**** EXCERPTED RECORDS ****

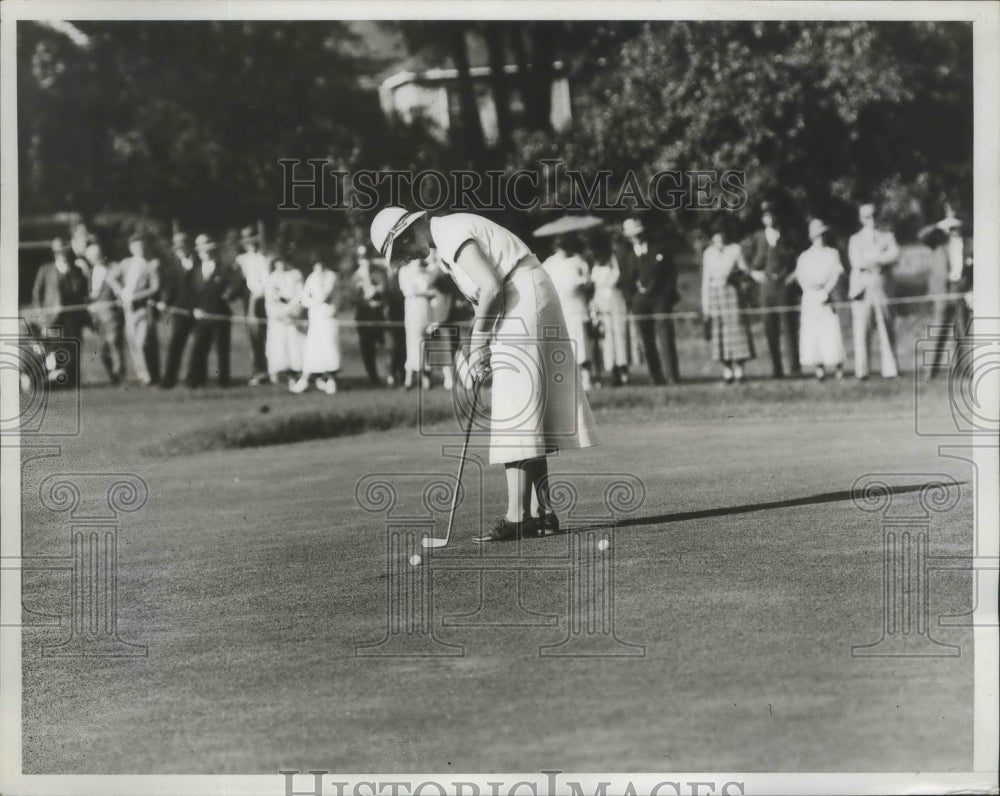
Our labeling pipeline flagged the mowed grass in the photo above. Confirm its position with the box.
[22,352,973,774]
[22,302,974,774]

****
**** EXCERPTED RECORDS ****

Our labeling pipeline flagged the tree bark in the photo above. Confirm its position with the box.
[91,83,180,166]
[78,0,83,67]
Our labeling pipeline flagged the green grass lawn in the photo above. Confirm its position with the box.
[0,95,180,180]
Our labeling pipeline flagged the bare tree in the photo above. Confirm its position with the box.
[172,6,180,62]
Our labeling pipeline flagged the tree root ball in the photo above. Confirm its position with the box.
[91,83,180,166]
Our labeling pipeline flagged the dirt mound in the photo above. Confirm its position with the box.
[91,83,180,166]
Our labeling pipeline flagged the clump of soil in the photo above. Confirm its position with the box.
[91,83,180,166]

****
**** EXCERPTED RECORDS ****

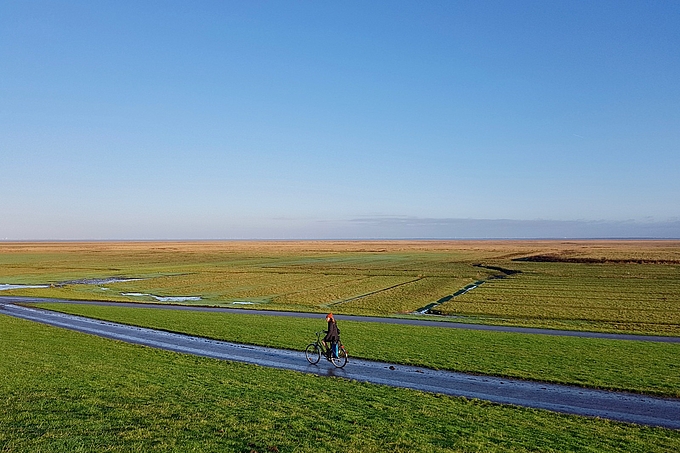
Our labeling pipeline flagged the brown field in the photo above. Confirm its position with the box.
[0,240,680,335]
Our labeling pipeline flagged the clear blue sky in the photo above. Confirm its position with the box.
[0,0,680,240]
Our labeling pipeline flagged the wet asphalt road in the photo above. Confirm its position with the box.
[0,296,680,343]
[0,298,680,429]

****

» **WORK INSTRUCTIONS**: Copy out, unchanged, the stretch of the material above from the line containing "Our labeling pipeline flagged the mowed" through the line containing "[22,302,974,774]", both of those lines included, and nothing beyond them.

» **THE SOLUTION**:
Our labeling pipeline flagged the mowed grass in the photo above. Confirm its position with the box.
[22,352,973,774]
[22,302,974,774]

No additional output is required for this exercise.